___ Recorded information

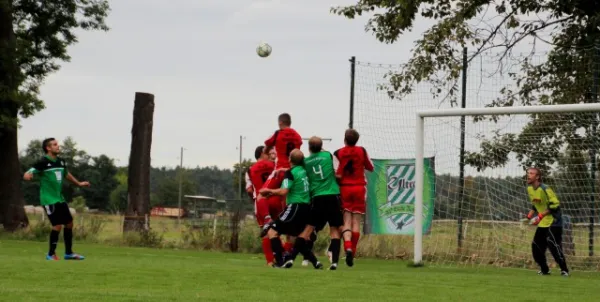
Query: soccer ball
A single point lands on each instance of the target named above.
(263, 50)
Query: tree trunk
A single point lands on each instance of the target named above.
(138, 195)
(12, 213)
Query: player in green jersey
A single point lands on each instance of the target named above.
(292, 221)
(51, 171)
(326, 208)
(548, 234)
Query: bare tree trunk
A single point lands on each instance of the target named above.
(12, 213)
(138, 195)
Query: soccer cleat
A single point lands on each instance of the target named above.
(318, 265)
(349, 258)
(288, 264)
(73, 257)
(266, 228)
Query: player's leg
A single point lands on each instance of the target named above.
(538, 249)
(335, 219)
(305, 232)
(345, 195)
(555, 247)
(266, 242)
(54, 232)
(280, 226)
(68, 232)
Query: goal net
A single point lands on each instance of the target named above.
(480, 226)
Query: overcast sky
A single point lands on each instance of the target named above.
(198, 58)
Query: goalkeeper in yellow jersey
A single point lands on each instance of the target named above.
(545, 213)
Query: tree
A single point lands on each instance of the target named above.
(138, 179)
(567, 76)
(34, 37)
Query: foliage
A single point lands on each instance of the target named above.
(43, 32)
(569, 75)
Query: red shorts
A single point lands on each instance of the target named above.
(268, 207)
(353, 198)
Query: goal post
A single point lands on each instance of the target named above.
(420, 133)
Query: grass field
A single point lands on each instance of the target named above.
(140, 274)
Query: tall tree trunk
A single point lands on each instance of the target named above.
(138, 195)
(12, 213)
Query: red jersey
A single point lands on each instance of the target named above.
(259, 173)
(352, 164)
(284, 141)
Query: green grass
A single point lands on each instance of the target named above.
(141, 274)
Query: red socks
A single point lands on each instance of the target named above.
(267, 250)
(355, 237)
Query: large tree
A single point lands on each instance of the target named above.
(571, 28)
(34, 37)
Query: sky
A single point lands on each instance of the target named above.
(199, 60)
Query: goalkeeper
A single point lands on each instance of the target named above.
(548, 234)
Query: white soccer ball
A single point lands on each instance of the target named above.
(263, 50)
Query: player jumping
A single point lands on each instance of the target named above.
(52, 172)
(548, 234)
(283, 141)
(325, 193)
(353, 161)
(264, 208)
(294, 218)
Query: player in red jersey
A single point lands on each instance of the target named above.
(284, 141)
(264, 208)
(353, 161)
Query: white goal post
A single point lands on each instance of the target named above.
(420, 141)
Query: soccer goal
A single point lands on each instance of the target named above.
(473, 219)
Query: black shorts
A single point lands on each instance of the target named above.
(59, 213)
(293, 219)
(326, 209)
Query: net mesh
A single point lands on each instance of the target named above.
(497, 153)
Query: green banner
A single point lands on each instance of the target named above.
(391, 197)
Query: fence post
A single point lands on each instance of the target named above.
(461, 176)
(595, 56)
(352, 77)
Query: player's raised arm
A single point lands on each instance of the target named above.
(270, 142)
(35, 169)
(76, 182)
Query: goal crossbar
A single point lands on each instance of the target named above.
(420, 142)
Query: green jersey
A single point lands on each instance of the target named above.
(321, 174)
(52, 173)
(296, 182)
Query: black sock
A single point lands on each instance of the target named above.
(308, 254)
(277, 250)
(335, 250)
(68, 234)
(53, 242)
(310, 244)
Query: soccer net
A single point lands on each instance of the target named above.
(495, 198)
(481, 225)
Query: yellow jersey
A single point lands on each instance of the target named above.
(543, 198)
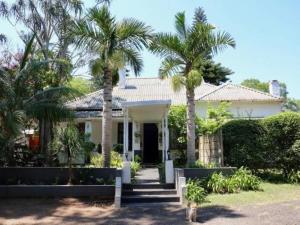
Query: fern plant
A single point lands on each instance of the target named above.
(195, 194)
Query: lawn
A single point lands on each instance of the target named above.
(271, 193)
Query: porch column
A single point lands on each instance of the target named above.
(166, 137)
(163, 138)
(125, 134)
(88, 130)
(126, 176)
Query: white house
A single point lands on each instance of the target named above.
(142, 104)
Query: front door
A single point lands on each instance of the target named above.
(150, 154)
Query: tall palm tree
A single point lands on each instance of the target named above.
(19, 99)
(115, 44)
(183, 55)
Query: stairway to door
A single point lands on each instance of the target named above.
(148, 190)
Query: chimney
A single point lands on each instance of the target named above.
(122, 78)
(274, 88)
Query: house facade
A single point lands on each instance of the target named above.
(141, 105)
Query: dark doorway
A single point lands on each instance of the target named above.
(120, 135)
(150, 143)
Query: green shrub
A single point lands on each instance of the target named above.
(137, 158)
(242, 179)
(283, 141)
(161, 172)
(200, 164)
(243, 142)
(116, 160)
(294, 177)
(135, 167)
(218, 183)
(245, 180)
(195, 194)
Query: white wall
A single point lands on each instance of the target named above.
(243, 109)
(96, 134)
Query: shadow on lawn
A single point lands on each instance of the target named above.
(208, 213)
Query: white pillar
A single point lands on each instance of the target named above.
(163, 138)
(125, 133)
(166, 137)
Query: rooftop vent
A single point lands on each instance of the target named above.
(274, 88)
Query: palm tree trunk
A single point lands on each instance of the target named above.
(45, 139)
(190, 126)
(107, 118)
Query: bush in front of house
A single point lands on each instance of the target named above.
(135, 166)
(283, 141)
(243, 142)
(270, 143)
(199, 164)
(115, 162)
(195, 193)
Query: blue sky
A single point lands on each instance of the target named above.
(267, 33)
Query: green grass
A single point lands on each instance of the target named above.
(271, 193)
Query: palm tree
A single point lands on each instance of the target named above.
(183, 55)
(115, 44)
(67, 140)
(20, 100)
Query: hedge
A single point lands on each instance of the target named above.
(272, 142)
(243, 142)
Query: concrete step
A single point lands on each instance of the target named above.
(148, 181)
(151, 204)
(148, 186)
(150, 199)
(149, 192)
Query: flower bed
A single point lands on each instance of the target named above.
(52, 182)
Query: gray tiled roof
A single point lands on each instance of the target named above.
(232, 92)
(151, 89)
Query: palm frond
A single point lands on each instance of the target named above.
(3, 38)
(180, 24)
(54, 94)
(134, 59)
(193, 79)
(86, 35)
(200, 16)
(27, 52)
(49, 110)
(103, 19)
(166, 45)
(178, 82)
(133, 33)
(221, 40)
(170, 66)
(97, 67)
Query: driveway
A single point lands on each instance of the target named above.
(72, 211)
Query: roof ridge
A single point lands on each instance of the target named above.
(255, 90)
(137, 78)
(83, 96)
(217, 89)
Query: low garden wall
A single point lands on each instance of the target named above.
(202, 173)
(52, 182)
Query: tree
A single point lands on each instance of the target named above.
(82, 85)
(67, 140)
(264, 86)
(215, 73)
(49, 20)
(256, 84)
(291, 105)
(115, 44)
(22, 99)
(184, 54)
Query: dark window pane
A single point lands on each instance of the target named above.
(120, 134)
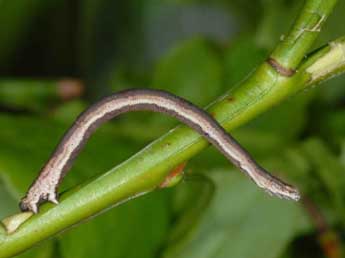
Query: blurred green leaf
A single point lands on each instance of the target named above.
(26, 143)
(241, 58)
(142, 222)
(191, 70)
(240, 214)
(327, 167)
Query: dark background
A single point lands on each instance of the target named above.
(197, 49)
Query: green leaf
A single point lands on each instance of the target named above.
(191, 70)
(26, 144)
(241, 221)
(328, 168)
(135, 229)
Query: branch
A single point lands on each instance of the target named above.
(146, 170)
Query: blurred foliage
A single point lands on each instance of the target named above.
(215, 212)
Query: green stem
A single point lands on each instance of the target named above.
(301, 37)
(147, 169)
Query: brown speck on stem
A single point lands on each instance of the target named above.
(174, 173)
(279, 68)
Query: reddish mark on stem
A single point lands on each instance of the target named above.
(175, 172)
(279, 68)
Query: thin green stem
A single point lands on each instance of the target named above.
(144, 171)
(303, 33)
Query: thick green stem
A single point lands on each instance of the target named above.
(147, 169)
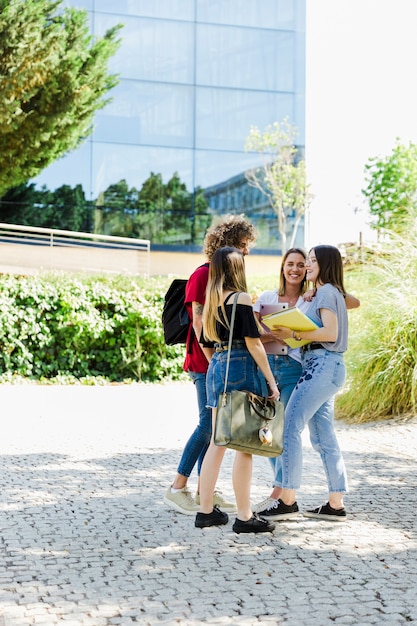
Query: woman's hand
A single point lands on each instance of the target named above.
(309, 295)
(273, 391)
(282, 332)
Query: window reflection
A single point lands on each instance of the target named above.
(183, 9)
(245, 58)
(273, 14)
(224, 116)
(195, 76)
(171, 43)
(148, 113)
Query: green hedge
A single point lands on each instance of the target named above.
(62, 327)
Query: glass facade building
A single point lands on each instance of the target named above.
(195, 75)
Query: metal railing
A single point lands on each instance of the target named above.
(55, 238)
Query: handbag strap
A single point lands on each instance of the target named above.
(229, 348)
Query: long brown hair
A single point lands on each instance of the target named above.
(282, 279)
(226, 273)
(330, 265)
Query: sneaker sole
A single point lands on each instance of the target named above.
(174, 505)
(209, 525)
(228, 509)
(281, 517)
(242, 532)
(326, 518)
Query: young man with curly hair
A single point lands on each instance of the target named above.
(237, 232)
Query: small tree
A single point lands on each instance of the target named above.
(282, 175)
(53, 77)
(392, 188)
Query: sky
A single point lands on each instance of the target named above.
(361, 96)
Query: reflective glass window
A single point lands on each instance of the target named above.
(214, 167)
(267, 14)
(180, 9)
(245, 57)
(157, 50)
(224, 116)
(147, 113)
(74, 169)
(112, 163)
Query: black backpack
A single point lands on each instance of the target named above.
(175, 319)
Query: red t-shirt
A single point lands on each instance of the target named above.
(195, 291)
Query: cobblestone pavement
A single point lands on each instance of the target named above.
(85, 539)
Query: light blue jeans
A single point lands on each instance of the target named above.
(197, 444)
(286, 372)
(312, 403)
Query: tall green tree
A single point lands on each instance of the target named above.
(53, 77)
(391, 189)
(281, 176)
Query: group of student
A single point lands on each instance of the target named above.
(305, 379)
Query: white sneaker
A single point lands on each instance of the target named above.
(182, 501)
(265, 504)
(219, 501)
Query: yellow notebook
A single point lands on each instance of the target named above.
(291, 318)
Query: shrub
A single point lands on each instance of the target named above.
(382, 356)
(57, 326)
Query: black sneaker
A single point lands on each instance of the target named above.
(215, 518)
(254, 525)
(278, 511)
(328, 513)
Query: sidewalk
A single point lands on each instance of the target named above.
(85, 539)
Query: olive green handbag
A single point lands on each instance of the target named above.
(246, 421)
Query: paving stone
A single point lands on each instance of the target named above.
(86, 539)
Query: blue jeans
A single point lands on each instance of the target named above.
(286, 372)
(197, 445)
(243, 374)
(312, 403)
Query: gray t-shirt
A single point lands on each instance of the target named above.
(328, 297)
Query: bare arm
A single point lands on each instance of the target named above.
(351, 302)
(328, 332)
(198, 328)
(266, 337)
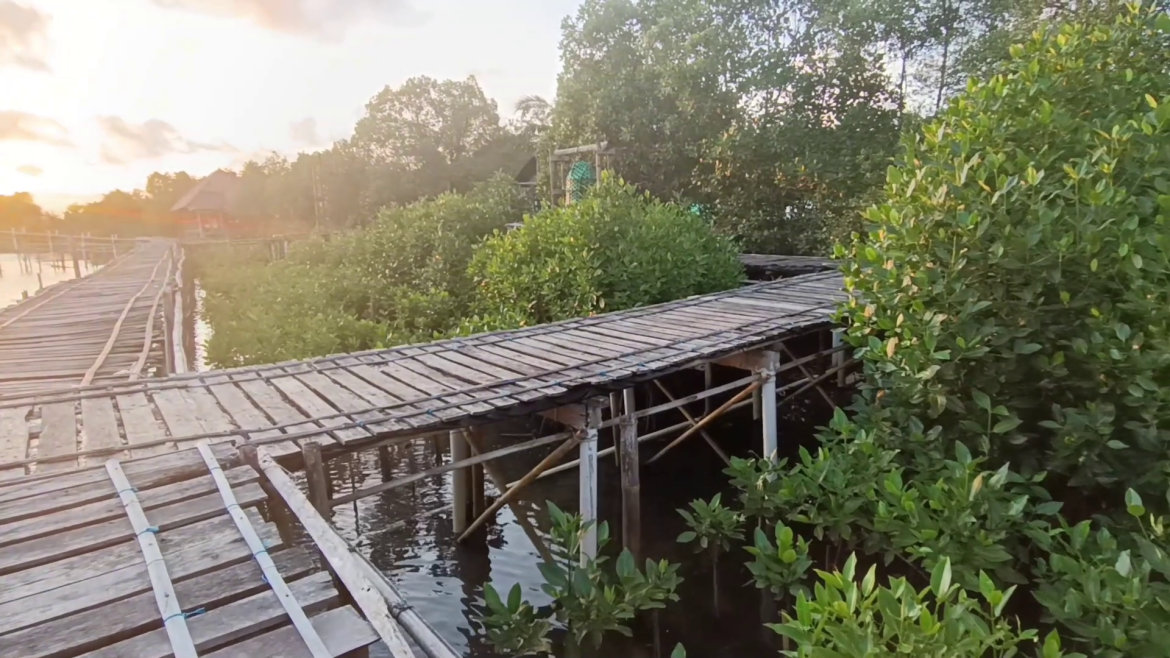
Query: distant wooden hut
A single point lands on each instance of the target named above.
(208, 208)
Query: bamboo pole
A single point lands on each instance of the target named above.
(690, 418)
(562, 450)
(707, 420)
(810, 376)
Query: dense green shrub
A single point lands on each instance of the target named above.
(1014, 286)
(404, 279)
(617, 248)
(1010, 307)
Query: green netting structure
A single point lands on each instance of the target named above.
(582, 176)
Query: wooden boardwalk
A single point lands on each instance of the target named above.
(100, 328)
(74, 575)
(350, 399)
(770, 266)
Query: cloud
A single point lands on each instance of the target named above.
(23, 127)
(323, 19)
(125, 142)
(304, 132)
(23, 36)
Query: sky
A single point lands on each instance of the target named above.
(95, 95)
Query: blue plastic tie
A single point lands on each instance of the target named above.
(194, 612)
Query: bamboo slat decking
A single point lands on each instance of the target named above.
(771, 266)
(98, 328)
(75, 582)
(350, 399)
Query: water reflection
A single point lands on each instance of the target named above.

______

Activity: Everything above from the line containing "Query: young man with curly hair" through the line containing "Query: yellow notebook" must be copied exactly. Nothing outside that range belongs in the answer.

Output for this task:
Query: young man with curly hair
A single point lands on each instance of the target named above.
(237, 232)
Query: small tree
A single point lands on each instance of the target named above.
(282, 175)
(53, 77)
(392, 188)
Query: sky
A single point lands on each instance of the target named above.
(361, 96)
Query: reflective glass window
A single point lands on each instance of the target named above.
(214, 167)
(267, 14)
(180, 9)
(245, 57)
(157, 50)
(224, 116)
(147, 113)
(74, 169)
(112, 163)
Query: black backpack
A single point lands on each instance of the target named above.
(175, 319)
Query: red t-shirt
A single point lands on each instance of the target named above.
(195, 291)
Query: cobblestone pavement
A single point lands on each instance of the target named above.
(85, 539)
Query: light blue jeans
A single point lands on each instance of the target named above.
(197, 444)
(286, 372)
(312, 403)
Query: tall green tree
A single point lands on each instance of the target named above.
(53, 77)
(391, 189)
(281, 176)
Query: group of student
A single point lands on each instance of the target named above.
(305, 379)
Query: white sneaker
A single point lands on each instance of the target named above.
(182, 501)
(265, 504)
(219, 501)
Query: yellow notebook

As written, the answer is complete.